● **INSTRUCTIONS FOR THE TASK**: Rewrite the lines of the material below as a numbered list, from the line containing "Expected behaviour: the pointer locates the stainless steel tile" through the last line of the material. Leave out blank lines.

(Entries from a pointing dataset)
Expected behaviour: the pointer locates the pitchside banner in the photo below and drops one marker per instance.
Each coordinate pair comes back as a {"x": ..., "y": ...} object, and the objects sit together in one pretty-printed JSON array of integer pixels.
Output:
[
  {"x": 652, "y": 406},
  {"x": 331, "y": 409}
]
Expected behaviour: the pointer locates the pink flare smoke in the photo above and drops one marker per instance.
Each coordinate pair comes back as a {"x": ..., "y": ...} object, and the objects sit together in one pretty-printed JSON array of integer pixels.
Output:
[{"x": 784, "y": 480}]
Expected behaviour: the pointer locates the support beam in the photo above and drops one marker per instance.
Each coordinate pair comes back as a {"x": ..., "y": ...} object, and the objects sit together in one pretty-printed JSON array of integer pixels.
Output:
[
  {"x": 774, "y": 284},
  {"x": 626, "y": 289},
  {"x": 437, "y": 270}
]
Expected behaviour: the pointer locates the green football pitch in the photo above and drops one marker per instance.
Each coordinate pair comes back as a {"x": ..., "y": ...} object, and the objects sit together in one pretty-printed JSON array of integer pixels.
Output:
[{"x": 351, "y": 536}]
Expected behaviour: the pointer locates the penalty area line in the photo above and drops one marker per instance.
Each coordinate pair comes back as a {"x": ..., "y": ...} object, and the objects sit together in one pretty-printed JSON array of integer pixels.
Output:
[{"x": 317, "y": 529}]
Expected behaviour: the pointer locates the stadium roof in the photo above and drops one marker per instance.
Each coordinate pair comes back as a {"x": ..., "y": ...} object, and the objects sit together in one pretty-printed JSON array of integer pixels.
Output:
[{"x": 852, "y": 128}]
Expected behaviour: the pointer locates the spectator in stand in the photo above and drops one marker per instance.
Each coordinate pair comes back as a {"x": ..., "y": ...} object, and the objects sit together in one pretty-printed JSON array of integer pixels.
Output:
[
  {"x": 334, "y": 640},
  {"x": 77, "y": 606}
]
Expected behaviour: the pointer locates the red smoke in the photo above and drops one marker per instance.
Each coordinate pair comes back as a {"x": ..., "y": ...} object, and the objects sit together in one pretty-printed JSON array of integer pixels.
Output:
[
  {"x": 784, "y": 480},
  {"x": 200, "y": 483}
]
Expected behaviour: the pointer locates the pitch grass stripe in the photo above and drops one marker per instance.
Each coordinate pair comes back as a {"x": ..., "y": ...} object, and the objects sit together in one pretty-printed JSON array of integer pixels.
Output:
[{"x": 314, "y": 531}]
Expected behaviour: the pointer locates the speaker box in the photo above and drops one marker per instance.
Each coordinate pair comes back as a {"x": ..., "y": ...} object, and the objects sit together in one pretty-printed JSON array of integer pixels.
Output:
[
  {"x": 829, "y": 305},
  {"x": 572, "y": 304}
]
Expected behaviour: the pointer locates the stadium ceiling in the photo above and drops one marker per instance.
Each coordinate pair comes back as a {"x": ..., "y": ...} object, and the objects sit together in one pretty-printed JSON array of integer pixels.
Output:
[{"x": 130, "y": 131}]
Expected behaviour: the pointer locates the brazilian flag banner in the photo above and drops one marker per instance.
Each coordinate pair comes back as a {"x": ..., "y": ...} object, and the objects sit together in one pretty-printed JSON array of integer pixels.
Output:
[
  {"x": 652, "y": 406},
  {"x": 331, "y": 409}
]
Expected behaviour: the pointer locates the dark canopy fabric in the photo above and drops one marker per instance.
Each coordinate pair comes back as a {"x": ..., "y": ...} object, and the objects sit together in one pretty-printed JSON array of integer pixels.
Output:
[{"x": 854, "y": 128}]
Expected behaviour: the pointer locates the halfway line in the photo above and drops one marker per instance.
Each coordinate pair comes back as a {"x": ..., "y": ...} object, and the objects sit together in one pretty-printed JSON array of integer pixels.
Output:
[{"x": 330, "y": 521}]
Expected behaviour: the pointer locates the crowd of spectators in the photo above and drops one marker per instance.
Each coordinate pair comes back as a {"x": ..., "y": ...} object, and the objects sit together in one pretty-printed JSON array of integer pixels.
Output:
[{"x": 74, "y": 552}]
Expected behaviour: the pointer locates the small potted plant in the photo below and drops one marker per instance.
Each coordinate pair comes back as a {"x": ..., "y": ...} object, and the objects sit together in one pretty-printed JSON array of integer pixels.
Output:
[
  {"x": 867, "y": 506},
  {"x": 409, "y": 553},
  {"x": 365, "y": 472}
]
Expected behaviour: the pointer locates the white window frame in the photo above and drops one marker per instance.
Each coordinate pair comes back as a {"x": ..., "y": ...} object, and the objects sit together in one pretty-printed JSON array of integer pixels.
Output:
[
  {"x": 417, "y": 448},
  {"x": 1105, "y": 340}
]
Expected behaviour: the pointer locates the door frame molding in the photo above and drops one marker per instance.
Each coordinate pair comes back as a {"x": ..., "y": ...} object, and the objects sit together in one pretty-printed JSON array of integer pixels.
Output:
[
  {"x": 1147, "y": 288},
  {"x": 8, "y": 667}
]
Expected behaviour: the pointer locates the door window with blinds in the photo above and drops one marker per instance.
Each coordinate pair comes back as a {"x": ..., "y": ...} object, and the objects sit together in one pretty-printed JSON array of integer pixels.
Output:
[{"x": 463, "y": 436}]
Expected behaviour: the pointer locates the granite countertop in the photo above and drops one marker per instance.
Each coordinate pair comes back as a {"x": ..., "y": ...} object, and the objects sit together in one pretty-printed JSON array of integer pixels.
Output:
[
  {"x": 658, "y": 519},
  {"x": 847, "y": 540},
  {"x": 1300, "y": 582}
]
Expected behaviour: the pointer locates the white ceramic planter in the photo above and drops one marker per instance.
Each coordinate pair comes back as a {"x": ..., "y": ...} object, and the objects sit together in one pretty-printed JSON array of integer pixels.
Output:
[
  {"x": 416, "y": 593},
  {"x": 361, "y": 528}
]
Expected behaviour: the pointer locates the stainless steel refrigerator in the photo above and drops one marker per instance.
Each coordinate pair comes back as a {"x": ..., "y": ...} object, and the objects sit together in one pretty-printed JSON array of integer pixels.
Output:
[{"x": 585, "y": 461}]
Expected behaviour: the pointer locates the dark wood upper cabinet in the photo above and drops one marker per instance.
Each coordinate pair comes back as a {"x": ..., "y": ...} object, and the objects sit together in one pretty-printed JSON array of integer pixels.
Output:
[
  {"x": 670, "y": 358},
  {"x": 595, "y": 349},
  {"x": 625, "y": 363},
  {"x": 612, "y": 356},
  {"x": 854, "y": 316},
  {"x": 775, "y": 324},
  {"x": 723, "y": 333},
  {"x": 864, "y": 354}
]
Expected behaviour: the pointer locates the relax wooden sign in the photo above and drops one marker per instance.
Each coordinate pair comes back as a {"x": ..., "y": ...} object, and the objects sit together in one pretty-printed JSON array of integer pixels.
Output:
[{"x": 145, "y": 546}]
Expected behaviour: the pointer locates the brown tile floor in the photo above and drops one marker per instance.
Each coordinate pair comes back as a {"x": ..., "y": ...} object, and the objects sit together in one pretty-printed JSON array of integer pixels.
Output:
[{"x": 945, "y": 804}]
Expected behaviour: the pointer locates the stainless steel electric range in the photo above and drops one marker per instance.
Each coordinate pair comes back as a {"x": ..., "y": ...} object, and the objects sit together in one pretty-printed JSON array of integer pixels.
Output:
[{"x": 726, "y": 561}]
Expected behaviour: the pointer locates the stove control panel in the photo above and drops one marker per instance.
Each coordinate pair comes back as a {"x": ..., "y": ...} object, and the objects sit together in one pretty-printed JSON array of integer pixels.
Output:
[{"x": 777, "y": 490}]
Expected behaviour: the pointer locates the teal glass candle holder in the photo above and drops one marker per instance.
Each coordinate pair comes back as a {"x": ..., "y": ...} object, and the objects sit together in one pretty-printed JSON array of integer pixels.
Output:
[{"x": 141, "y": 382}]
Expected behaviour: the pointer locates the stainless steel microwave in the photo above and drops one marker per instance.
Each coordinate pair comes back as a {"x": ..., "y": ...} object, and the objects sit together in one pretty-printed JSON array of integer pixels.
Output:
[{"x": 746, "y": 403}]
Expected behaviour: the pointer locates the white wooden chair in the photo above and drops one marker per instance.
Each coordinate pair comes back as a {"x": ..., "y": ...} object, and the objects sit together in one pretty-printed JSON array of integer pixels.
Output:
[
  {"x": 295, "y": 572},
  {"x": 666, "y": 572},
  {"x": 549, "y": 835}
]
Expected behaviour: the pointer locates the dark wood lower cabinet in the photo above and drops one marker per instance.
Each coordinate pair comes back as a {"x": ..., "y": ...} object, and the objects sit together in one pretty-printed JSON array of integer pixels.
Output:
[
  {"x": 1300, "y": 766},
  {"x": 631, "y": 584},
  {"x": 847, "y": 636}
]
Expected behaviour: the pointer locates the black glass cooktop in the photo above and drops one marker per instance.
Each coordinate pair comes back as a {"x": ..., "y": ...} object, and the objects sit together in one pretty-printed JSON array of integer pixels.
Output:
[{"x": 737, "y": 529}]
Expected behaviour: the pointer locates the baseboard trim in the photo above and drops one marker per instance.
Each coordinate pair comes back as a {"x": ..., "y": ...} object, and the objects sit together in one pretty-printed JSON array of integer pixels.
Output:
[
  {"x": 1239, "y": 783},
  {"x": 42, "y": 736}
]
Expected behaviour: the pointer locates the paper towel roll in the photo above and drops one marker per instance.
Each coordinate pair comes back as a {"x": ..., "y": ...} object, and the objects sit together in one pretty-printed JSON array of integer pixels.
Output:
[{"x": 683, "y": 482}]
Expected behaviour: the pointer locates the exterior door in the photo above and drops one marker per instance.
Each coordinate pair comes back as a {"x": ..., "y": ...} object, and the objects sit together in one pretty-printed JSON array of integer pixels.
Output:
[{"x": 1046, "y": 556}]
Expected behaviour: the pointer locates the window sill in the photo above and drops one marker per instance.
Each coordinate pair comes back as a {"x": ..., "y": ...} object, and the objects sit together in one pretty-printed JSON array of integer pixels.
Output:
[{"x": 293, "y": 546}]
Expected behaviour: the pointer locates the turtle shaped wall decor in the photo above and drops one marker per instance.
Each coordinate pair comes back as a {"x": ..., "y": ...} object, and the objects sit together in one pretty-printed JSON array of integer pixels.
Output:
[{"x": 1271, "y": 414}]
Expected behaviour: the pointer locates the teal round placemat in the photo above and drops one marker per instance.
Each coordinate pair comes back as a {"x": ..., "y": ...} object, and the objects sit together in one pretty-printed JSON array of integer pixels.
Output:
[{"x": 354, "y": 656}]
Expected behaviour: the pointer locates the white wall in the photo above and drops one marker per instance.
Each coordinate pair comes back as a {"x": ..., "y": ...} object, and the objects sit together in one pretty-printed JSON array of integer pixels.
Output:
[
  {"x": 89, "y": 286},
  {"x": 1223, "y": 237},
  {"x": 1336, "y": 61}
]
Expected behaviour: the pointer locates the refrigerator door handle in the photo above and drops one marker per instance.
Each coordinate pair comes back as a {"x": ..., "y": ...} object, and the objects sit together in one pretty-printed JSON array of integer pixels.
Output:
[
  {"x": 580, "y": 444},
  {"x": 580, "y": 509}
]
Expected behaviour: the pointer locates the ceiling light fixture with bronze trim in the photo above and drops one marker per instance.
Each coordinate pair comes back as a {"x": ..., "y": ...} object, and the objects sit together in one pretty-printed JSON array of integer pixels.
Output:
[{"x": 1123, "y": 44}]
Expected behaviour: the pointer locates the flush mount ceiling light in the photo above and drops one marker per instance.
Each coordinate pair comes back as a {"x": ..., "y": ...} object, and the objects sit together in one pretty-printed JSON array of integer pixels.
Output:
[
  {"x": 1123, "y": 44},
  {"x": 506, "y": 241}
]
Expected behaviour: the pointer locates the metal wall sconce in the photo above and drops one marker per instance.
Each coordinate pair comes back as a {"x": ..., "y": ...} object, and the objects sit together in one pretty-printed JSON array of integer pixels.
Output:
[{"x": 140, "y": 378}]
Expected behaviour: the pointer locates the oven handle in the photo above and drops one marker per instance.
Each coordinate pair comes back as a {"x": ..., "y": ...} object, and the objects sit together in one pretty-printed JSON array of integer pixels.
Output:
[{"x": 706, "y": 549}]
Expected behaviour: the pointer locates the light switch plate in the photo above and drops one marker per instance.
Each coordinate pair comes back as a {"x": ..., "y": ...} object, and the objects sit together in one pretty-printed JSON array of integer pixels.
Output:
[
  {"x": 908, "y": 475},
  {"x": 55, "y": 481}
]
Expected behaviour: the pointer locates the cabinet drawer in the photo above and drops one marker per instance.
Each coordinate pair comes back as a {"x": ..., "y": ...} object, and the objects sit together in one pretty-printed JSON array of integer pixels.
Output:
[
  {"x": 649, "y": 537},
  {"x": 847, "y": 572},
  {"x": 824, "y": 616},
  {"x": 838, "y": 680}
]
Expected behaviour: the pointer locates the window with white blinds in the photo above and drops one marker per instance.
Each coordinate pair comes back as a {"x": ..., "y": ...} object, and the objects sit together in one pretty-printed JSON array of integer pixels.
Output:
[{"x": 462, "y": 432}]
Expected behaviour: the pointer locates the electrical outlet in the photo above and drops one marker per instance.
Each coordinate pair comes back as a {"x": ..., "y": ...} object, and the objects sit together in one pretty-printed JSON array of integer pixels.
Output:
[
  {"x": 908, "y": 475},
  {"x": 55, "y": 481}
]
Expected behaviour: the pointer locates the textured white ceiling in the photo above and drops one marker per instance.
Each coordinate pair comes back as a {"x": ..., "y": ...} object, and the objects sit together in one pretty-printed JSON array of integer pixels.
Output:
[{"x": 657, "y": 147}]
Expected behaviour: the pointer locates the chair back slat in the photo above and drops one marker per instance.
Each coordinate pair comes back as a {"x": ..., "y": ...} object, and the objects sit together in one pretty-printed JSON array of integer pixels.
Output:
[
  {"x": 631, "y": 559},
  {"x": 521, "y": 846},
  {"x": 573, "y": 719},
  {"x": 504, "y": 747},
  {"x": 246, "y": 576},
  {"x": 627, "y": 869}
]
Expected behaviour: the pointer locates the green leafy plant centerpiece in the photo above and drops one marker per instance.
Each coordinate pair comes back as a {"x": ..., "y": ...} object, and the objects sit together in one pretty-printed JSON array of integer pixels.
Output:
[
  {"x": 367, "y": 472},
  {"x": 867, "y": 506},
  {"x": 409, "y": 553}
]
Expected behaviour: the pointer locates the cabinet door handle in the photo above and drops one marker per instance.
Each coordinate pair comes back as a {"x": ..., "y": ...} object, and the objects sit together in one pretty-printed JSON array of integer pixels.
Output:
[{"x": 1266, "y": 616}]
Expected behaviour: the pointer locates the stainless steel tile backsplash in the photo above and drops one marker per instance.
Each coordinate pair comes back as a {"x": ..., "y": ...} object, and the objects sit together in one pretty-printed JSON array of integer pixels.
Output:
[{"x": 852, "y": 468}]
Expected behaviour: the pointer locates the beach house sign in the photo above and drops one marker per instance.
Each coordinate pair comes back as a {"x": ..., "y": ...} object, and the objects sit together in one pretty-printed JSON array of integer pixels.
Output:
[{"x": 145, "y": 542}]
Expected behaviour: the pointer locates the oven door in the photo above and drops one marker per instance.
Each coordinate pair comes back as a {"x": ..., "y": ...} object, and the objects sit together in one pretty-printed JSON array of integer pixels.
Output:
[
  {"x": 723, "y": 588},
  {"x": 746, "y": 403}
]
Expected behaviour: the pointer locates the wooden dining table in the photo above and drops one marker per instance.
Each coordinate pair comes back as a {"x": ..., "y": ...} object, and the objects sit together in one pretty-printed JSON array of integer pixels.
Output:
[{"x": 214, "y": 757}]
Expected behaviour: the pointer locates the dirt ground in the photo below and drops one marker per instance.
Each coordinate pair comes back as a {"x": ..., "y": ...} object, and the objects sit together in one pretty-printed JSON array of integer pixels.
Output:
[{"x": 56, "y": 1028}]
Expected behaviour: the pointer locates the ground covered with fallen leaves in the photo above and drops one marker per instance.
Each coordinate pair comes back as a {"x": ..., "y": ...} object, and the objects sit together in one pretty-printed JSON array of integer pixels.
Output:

● **WRITTEN ANSWER**:
1. Expected behaviour: the pointer locates the stainless steel tile backsplash in the photo above and drops one marker per instance.
2. Each coordinate pair comes back as a {"x": ..., "y": ...} object, and the objects sit together in one pretty-printed JSON array of integer pixels.
3. Output:
4. [{"x": 852, "y": 468}]
5. Expected behaviour: the pointer locates the beach house sign in the photo above and drops one marker per instance.
6. Each coordinate pair comes back as a {"x": ..., "y": ...} object, and the objects sit together in one pretty-printed JSON array of integer pixels.
7. Output:
8. [{"x": 145, "y": 542}]
9. Expected behaviour: the pointer locates the oven door in the photo above and drops one marker per instance.
10. Each coordinate pair comes back as a {"x": ..., "y": ...} object, and the objects sit together in one pretty-printed JSON array of integer pixels.
11. Output:
12. [
13.   {"x": 723, "y": 588},
14.   {"x": 746, "y": 403}
15. ]
16. Expected behaviour: the pointer locates the wooden dining table in the photo above and drops one marker per instance.
17. Each coordinate pair comes back as a {"x": ..., "y": ...} object, and the objects sit together in one pretty-printed JSON array of integer pixels.
18. Output:
19. [{"x": 214, "y": 757}]
20. Expected behaviour: the pointer locates the dirt ground in the photo below and drops one marker per instance.
21. Each coordinate pair comes back as a {"x": ..., "y": ...} object, and the objects sit together in one pretty-printed JSON array of integer pixels.
22. Output:
23. [{"x": 56, "y": 1028}]
24. Expected behaviour: the pointer locates the ground covered with fallen leaves in the photo above and drops one marker per instance.
25. Each coordinate pair comes back as a {"x": ..., "y": ...} object, and the objects sit together in one pretty-printed JSON array of integer pixels.
26. Output:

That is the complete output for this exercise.